**Records for this task**
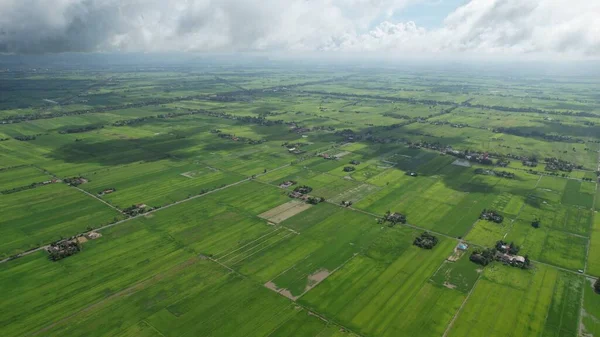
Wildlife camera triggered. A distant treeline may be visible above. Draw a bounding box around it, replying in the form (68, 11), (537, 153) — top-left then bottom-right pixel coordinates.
(1, 180), (55, 195)
(493, 127), (583, 143)
(58, 125), (104, 134)
(113, 109), (287, 127)
(1, 76), (352, 125)
(0, 95), (209, 124)
(14, 135), (40, 141)
(294, 90), (600, 119)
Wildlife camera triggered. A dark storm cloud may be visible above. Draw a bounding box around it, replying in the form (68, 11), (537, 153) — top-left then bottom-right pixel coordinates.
(0, 0), (598, 58)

**Your goal**
Skip the pictures and reproduce all remaining entries exactly.

**Exercise result**
Wildlife camera triggered. A distant treeline may be visible above. Draw a bounding box around it, replying in the form (68, 11), (537, 153) — top-left then bottom-right pixel coordinates.
(1, 180), (55, 195)
(493, 127), (583, 143)
(58, 125), (104, 134)
(113, 109), (287, 127)
(1, 76), (352, 125)
(0, 95), (209, 124)
(14, 135), (40, 141)
(294, 90), (600, 119)
Wildlife camera triggered. A dark storm cloud may be visible above. Draw a bounding box around it, replying in the form (68, 11), (537, 153) — top-left then bottom-right pixel coordinates.
(0, 0), (598, 58)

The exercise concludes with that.